الخميس، 9 فبراير 2023

Researchers Block Peanut Allergy Reactions in Mice

(Image: Vladislav Nikonov/Unsplash)
You probably know someone with a peanut allergy—or maybe you’re allergic. More than one in every 100 people suffer from a severe peanut allergy, requiring that they take great care to avoid what could be a deadly legume. But what if it didn’t have to be that way? What if folks with peanut intolerances could safely let their guard down or even enjoy what was once too chancy?

Researchers at the University of Notre Dame have successfully blocked peanut-related allergic reactions in mice, suggesting that humans might someday bask in similar dietary freedom. By giving the mice a custom covalent heterobivalent inhibitor (cHBI), chemical and biomolecular engineering professor Başar Bilgiçer and his colleagues were able to prevent the onset of potentially fatal reactions.

Bilgiçer’s team originally created the cHBI in 2019 when they began researching solutions to peanut allergies. Peanut allergies are the product of peanut proteins binding with immunoglobulin E (IgE) antibodies atop immune cells. This prompts the immune cells to produce (among other things) histamines, which are behind most allergic reactions. As of 2019, no medications existed that prevented or mitigated this process. This inspired Bilgiçer to lead the development of an inhibitor that would prevent peanut proteins from binding with IgE.

Chemical and biomolecular engineering professor Başar Bilgiçer. (Image: University of Notre Dame
Department of Chemistry & Biochemistry)

In a study published Wednesday in the journal Science Translational Medicine, the researchers transplanted human immune cells into test mice. They then gave each mouse a single dose of cHBI before injecting peanut proteins into the rodents’ bloodstreams. Bilgiçer’s team found that cHBI prevented allergic reactions for more than two weeks. Interestingly, administering cHBI after the onset of an allergic reaction appeared to stop that reaction in its tracks, preventing both fatal anaphylaxis and milder symptoms.

Should Bilgiçer’s cHBI prove equally useful in humans (and not just a “humanized mouse model”), it could bump peanuts down from their position as the most deadly food-based allergen. It could also serve as a platform upon which researchers can build other allergic reaction inhibitors, thus diminishing the effects of intolerances to tree nuts, shellfish, and other common allergens. Don’t take off that allergen bracelet just yet, though; the team is working on moving their research to a preclinical trial, which means it’ll be a bit before we know how effective their cHBI is in people.

== GOAL OF THE EXERCISE ==
Rewrite the part of the peanut allergy article from "Bilgiçer’s team originally" up to and including "binding with IgE.", changing "histamines" to "inflammatory chemicals".

== GIVEN INFORMATION ==

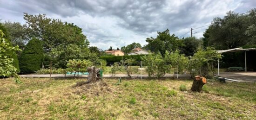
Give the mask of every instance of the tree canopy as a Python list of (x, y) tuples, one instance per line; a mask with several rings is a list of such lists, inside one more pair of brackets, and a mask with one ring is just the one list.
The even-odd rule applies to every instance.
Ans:
[(202, 39), (205, 46), (223, 50), (255, 44), (256, 8), (249, 14), (229, 11), (221, 18), (214, 19)]
[(61, 44), (74, 44), (83, 47), (89, 45), (86, 36), (82, 33), (82, 29), (73, 23), (48, 18), (45, 14), (24, 13), (24, 19), (28, 36), (42, 41), (45, 52), (49, 52)]
[(121, 47), (121, 51), (124, 53), (127, 54), (131, 52), (131, 51), (135, 48), (141, 48), (141, 45), (139, 43), (133, 43), (131, 44), (128, 44), (126, 46), (122, 46)]
[(26, 45), (20, 60), (21, 72), (33, 72), (40, 69), (44, 58), (41, 41), (33, 38)]

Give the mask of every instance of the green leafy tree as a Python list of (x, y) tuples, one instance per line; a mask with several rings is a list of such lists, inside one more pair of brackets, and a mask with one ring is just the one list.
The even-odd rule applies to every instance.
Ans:
[(28, 37), (42, 41), (46, 53), (61, 44), (74, 44), (84, 47), (89, 45), (86, 36), (82, 33), (82, 29), (73, 23), (48, 18), (45, 14), (32, 15), (24, 13), (24, 19)]
[(111, 69), (110, 69), (110, 71), (109, 71), (109, 73), (112, 74), (112, 76), (113, 76), (113, 74), (114, 75), (115, 75), (115, 73), (117, 71), (120, 71), (121, 69), (119, 67), (119, 63), (118, 62), (115, 62), (114, 63), (114, 64), (113, 66), (111, 67)]
[(143, 63), (147, 66), (146, 71), (149, 76), (156, 76), (158, 77), (164, 76), (169, 72), (171, 65), (167, 63), (160, 54), (149, 54), (141, 57)]
[(171, 53), (166, 51), (164, 58), (167, 63), (172, 65), (174, 73), (186, 72), (184, 70), (186, 71), (188, 68), (189, 59), (184, 54), (180, 54), (179, 51)]
[(33, 72), (40, 69), (43, 58), (41, 41), (33, 38), (26, 45), (19, 59), (20, 71), (24, 73)]
[(0, 30), (0, 76), (9, 77), (15, 76), (16, 83), (20, 83), (20, 77), (17, 75), (17, 68), (13, 64), (13, 59), (6, 56), (8, 51), (19, 51), (19, 46), (12, 47), (4, 37), (5, 34)]
[(125, 58), (121, 60), (120, 61), (124, 67), (124, 69), (126, 70), (127, 75), (129, 77), (131, 77), (130, 74), (134, 72), (133, 70), (134, 70), (132, 67), (132, 65), (133, 63), (134, 63), (135, 61), (136, 60), (133, 58)]
[[(67, 64), (69, 60), (91, 58), (92, 59), (94, 58), (87, 47), (74, 44), (67, 45), (65, 44), (60, 45), (53, 48), (50, 52), (49, 55), (50, 58), (49, 59), (52, 61), (53, 66), (56, 68), (61, 68), (63, 69), (67, 68)], [(96, 61), (97, 57), (94, 54), (93, 54), (93, 55), (94, 55)]]
[(74, 72), (74, 77), (76, 72), (87, 71), (87, 68), (92, 65), (92, 63), (89, 60), (69, 60), (67, 64), (67, 71)]
[(162, 32), (158, 32), (157, 34), (156, 38), (151, 37), (146, 40), (148, 43), (146, 47), (151, 52), (160, 52), (163, 55), (166, 51), (171, 52), (183, 45), (182, 41), (175, 34), (170, 34), (168, 29)]
[(198, 49), (189, 62), (189, 69), (191, 77), (199, 75), (211, 77), (215, 73), (214, 65), (218, 59), (221, 58), (221, 54), (213, 47), (208, 47), (206, 50)]
[(254, 44), (256, 8), (249, 13), (240, 14), (229, 11), (223, 18), (214, 19), (203, 34), (204, 46), (225, 50)]
[(27, 36), (25, 26), (22, 25), (19, 22), (9, 21), (3, 23), (3, 25), (8, 32), (9, 40), (12, 44), (13, 46), (18, 45), (20, 49), (23, 50), (29, 39)]
[[(9, 35), (8, 31), (1, 23), (0, 23), (0, 30), (1, 30), (3, 33), (4, 33), (4, 35), (2, 37), (6, 39), (5, 41), (8, 43), (8, 44), (10, 45), (10, 47), (13, 47), (13, 46), (11, 42), (9, 40), (10, 39), (10, 36)], [(7, 51), (7, 52), (4, 52), (5, 55), (7, 57), (13, 59), (13, 60), (12, 62), (12, 64), (17, 69), (17, 73), (20, 72), (20, 67), (19, 66), (19, 61), (18, 60), (16, 52), (19, 52), (20, 51)]]
[(193, 56), (196, 50), (201, 46), (202, 41), (195, 37), (188, 37), (182, 40), (184, 45), (180, 48), (181, 53), (186, 56)]
[(124, 53), (127, 54), (130, 52), (131, 50), (136, 48), (141, 48), (141, 45), (139, 43), (133, 43), (128, 44), (126, 46), (122, 46), (121, 47), (121, 51)]

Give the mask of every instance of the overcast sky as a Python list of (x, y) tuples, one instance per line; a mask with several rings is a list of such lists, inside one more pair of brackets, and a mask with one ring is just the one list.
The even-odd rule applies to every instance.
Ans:
[[(229, 11), (245, 13), (256, 7), (255, 0), (73, 1), (0, 0), (0, 19), (23, 24), (24, 12), (45, 13), (74, 23), (82, 28), (91, 46), (105, 50), (133, 42), (145, 44), (147, 38), (167, 28), (179, 37), (188, 37), (191, 28), (210, 24)], [(202, 37), (207, 27), (194, 30), (195, 36)]]

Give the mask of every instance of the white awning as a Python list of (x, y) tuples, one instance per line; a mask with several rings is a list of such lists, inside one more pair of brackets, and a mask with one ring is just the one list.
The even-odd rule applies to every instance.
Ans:
[(236, 48), (226, 50), (219, 50), (216, 51), (217, 52), (219, 53), (222, 53), (224, 52), (237, 52), (237, 51), (256, 51), (256, 48), (243, 49), (243, 48)]

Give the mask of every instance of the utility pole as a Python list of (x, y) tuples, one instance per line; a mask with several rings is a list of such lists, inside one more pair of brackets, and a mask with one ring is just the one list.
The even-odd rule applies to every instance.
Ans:
[(191, 37), (193, 37), (193, 35), (192, 35), (192, 32), (193, 32), (193, 29), (191, 28)]

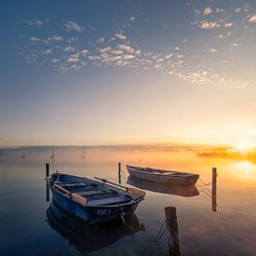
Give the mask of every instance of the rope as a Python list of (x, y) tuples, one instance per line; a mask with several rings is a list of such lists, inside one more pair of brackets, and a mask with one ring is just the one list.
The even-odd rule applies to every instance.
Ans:
[(164, 235), (165, 231), (166, 231), (166, 222), (163, 222), (160, 229), (158, 230), (158, 233), (156, 234), (156, 236), (154, 237), (154, 242), (157, 242)]
[(212, 184), (212, 182), (206, 183), (200, 177), (199, 181), (202, 182), (202, 184), (196, 185), (197, 187), (209, 186)]
[[(209, 192), (206, 192), (206, 191), (209, 191)], [(203, 189), (201, 189), (200, 191), (199, 191), (199, 193), (205, 193), (209, 198), (212, 198), (212, 196), (211, 196), (211, 193), (210, 193), (210, 191), (208, 189), (208, 188), (203, 188)]]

== REPLY ==
Bilgiçer’s team originally created the cHBI in 2019 when they began researching solutions to peanut allergies. Peanut allergies are the product of peanut proteins binding with immunoglobulin E (IgE) antibodies atop immune cells. This prompts the immune cells to produce (among other things) inflammatory chemicals, which are behind most allergic reactions. As of 2019, no medications existed that prevented or mitigated this process. This inspired Bilgiçer to lead the development of an inhibitor that would prevent peanut proteins from binding with IgE.